- [GOAL OF THE EXERCISE]
Excluding any images, copy all of the lines below precisely as written.

- [RECORDS FOR PROCESSING]
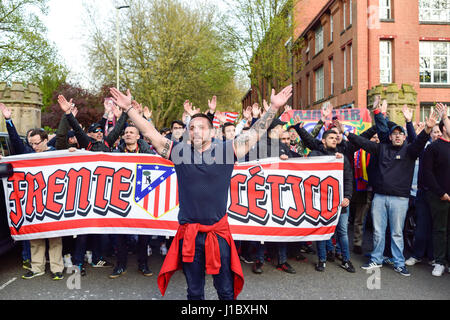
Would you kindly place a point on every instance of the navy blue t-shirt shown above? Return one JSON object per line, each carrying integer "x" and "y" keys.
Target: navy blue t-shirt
{"x": 203, "y": 181}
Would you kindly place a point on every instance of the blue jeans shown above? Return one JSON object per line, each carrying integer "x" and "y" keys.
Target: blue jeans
{"x": 282, "y": 252}
{"x": 26, "y": 253}
{"x": 98, "y": 243}
{"x": 341, "y": 239}
{"x": 195, "y": 271}
{"x": 423, "y": 243}
{"x": 389, "y": 210}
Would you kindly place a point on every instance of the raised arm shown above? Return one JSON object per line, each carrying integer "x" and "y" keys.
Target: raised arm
{"x": 245, "y": 141}
{"x": 161, "y": 144}
{"x": 442, "y": 110}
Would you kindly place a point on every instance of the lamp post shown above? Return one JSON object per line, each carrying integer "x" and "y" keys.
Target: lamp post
{"x": 118, "y": 44}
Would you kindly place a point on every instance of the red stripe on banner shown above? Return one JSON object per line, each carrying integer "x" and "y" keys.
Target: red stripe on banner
{"x": 296, "y": 166}
{"x": 89, "y": 158}
{"x": 277, "y": 231}
{"x": 167, "y": 202}
{"x": 146, "y": 202}
{"x": 156, "y": 208}
{"x": 177, "y": 202}
{"x": 93, "y": 223}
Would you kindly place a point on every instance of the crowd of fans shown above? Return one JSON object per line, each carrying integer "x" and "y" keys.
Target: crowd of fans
{"x": 388, "y": 170}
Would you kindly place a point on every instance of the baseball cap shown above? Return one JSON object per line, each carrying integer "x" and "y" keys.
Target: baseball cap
{"x": 396, "y": 127}
{"x": 276, "y": 122}
{"x": 94, "y": 126}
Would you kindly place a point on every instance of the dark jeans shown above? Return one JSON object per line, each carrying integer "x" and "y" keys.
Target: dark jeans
{"x": 423, "y": 244}
{"x": 97, "y": 242}
{"x": 440, "y": 212}
{"x": 122, "y": 250}
{"x": 195, "y": 271}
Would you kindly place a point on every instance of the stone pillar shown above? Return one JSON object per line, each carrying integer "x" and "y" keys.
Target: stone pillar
{"x": 396, "y": 98}
{"x": 25, "y": 103}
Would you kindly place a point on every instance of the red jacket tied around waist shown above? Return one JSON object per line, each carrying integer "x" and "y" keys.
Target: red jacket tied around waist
{"x": 188, "y": 232}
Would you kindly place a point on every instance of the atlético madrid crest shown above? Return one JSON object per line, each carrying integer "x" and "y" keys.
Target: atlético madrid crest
{"x": 156, "y": 189}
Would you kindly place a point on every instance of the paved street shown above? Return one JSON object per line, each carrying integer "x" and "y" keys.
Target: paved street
{"x": 333, "y": 284}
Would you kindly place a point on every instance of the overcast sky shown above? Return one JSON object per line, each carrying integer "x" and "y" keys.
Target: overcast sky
{"x": 65, "y": 23}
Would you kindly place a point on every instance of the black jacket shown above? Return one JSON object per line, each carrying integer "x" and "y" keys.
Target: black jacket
{"x": 395, "y": 165}
{"x": 436, "y": 167}
{"x": 90, "y": 144}
{"x": 143, "y": 146}
{"x": 348, "y": 172}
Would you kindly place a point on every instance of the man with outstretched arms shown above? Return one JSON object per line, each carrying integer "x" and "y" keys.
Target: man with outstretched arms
{"x": 204, "y": 168}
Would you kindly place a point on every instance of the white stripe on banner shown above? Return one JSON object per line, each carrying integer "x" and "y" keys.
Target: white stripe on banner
{"x": 56, "y": 194}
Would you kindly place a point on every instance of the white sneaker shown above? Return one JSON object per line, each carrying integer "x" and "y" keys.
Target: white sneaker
{"x": 438, "y": 270}
{"x": 68, "y": 261}
{"x": 163, "y": 250}
{"x": 412, "y": 261}
{"x": 149, "y": 251}
{"x": 88, "y": 257}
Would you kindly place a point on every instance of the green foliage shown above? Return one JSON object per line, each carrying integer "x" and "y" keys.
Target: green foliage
{"x": 170, "y": 52}
{"x": 24, "y": 50}
{"x": 261, "y": 31}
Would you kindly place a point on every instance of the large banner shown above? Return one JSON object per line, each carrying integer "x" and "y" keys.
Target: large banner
{"x": 356, "y": 120}
{"x": 56, "y": 194}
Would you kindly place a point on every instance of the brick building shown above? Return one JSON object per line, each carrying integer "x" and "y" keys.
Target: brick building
{"x": 351, "y": 46}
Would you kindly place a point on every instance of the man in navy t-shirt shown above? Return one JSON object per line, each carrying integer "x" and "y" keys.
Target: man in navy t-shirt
{"x": 204, "y": 167}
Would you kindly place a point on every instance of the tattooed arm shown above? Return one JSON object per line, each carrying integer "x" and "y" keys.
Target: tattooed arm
{"x": 246, "y": 140}
{"x": 161, "y": 144}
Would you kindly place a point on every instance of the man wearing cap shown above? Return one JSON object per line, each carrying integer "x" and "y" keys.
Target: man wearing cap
{"x": 395, "y": 169}
{"x": 203, "y": 243}
{"x": 94, "y": 140}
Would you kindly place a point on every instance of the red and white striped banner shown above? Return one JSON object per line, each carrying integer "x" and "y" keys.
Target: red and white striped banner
{"x": 56, "y": 194}
{"x": 229, "y": 117}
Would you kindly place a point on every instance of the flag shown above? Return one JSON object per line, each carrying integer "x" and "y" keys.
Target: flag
{"x": 229, "y": 117}
{"x": 156, "y": 189}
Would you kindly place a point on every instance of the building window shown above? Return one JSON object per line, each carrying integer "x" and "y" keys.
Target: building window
{"x": 344, "y": 52}
{"x": 319, "y": 39}
{"x": 331, "y": 76}
{"x": 350, "y": 49}
{"x": 350, "y": 12}
{"x": 385, "y": 9}
{"x": 434, "y": 10}
{"x": 319, "y": 83}
{"x": 385, "y": 61}
{"x": 344, "y": 9}
{"x": 308, "y": 93}
{"x": 331, "y": 27}
{"x": 434, "y": 62}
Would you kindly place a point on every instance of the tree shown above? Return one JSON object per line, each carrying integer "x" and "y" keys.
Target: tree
{"x": 260, "y": 32}
{"x": 24, "y": 50}
{"x": 90, "y": 106}
{"x": 169, "y": 53}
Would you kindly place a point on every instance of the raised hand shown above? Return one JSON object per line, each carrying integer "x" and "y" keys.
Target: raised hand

- [TASK OUTPUT]
Would you kindly place a point on every instance of the navy blue t-shirt shown above? Return one JSON object per line, each carrying integer "x" and "y" keys.
Target: navy blue t-shirt
{"x": 203, "y": 181}
Would you kindly place a point on every instance of the blue jeans shown above? Return one JSON object per line, each carrying integer "x" and "y" keys.
Target: blue jeans
{"x": 282, "y": 252}
{"x": 26, "y": 253}
{"x": 98, "y": 243}
{"x": 341, "y": 239}
{"x": 195, "y": 271}
{"x": 423, "y": 243}
{"x": 389, "y": 210}
Would you kindly place a point on every instance of the raised arm shown above? Return one JSON object per line, each carrying integer "x" and "y" keys.
Target: raised arm
{"x": 245, "y": 141}
{"x": 161, "y": 144}
{"x": 442, "y": 110}
Would you kindly place a point on every instance of the lamp post shown above? Return one JSON object per line, each carrying integer "x" and "y" keys.
Target: lamp post
{"x": 118, "y": 44}
Would you kindly place a point on every instance of the red stripe on banner shown above? Return one JSON object per line, each carrying integer "x" and "y" keys.
Target: red stripe on banner
{"x": 296, "y": 166}
{"x": 89, "y": 158}
{"x": 277, "y": 231}
{"x": 167, "y": 202}
{"x": 146, "y": 202}
{"x": 156, "y": 208}
{"x": 177, "y": 202}
{"x": 93, "y": 223}
Would you kindly place a point on every instance of the crowd of fans shown above? Return one JSON object per line, each carrying integer "x" and "y" keys.
Target: crowd of fans
{"x": 388, "y": 170}
Would you kindly place a point on every instance of the baseball cap shown above? Return one JSON object per line, each carrying integer "x" and "y" keys.
Target: baseball cap
{"x": 396, "y": 127}
{"x": 276, "y": 122}
{"x": 94, "y": 126}
Would you kindly place a point on every instance of the dark jeans shown above? Return one JSON object per line, each carrying integer "x" and "y" keys.
Target: dark jeans
{"x": 423, "y": 244}
{"x": 97, "y": 242}
{"x": 440, "y": 212}
{"x": 122, "y": 250}
{"x": 195, "y": 271}
Would you kindly place a point on every instance of the stone pillar shown above? Return one JSON object per line, each carrying integer "x" and "y" keys.
Target: stone pillar
{"x": 396, "y": 98}
{"x": 25, "y": 103}
Would you kindly place a point on every instance of the red jacket tied around waist shown above? Return one JSON object per line, each carrying integer "x" and "y" keys.
Target: red jacket tied around waist
{"x": 188, "y": 232}
Would you kindly place a point on every instance of the atlético madrid crest shown above? Return one JSON object per line, each carrying integer "x" and "y" keys.
Target: atlético madrid crest
{"x": 156, "y": 189}
Would you kindly place a point on every instance of the paved street shown above? Return one JSON object per line, each carrying integer "x" and "y" keys.
Target: paved street
{"x": 333, "y": 284}
Would you kindly place a point on every instance of the overcast sky shown above? Return one JSON object per line, each carrying integer "x" and "y" keys.
Target: overcast sky
{"x": 65, "y": 23}
Would you kindly place a point on every instance of the black jacket shown above? Return one JSON object per line, each carrying integer "x" and "y" keys.
Target: black jacket
{"x": 395, "y": 165}
{"x": 436, "y": 167}
{"x": 90, "y": 144}
{"x": 143, "y": 146}
{"x": 348, "y": 172}
Would you kindly place a point on every instance of the man with outstretched arms shown above? Return one JSON object per line, each carrying integer "x" and "y" keys.
Target: man with outstretched arms
{"x": 204, "y": 168}
Would you kindly place a point on every instance of the white stripe on banner shown above? Return one JSON object per line, each carrying integer "x" and "y" keys.
Target: white stripe on banner
{"x": 56, "y": 194}
Would you kindly place a point on every instance of the white sneaker shown above? Return one JSON object per line, each carrying integer "x" and "y" keys.
Target: white sneaker
{"x": 438, "y": 270}
{"x": 68, "y": 261}
{"x": 163, "y": 250}
{"x": 412, "y": 261}
{"x": 149, "y": 251}
{"x": 88, "y": 257}
Would you kindly place a point on every instance of the green foliage shown above? Return one JSON object per line, each carrying integer "x" and "y" keys.
Target: green foliage
{"x": 170, "y": 52}
{"x": 24, "y": 50}
{"x": 261, "y": 31}
Would you kindly place a point on every instance of the large banner shown above? Return one JSON object per line, each carrying integer "x" and "y" keys.
Target: large banner
{"x": 356, "y": 120}
{"x": 56, "y": 194}
Would you kindly place a point on every instance of the brick building shown above? Return one JSON object per line, each carrying integer "x" and "y" keys.
Target: brick building
{"x": 351, "y": 46}
Would you kindly place a point on every instance of the man in navy t-shirt shown above? Return one JSON object per line, each carrying integer "x" and "y" keys.
Target: man in navy t-shirt
{"x": 204, "y": 167}
Would you kindly place a point on every instance of the tattooed arm shown above? Return one JSON object per line, each carrying integer "x" and "y" keys.
Target: tattooed arm
{"x": 246, "y": 140}
{"x": 161, "y": 144}
Would you kindly place a point on every instance of the man wearing cap shown above? Return one JSON object per line, each carrying integer "x" and "y" keys.
Target: man wearing cap
{"x": 395, "y": 169}
{"x": 203, "y": 243}
{"x": 94, "y": 140}
Would you kindly place a point on every instance of the red and white striped banner shown above? Return one JSON object per line, each carrying integer "x" and "y" keys.
Target: red and white striped banner
{"x": 56, "y": 194}
{"x": 229, "y": 117}
Would you kindly place a point on every instance of the flag shown above? Return one JSON object per line, each carrying integer "x" and "y" keys.
Target: flag
{"x": 229, "y": 117}
{"x": 156, "y": 189}
Would you kindly place a point on every instance of the building window shown above? Return one JSON object per line, each carrying integer "x" and "y" keys.
Target: building window
{"x": 344, "y": 52}
{"x": 319, "y": 39}
{"x": 331, "y": 76}
{"x": 350, "y": 49}
{"x": 350, "y": 12}
{"x": 385, "y": 9}
{"x": 434, "y": 10}
{"x": 319, "y": 83}
{"x": 385, "y": 61}
{"x": 344, "y": 9}
{"x": 308, "y": 93}
{"x": 331, "y": 27}
{"x": 434, "y": 62}
Would you kindly place a point on every instance of the tree shown above? Return one JSON object per line, each carrying integer "x" and "y" keys.
Target: tree
{"x": 260, "y": 32}
{"x": 24, "y": 50}
{"x": 90, "y": 106}
{"x": 169, "y": 53}
Would you kindly place a point on every instance of the raised hand shown above? Return one JSON object per line, each carrying integer "x" and "y" keys.
Target: raised hand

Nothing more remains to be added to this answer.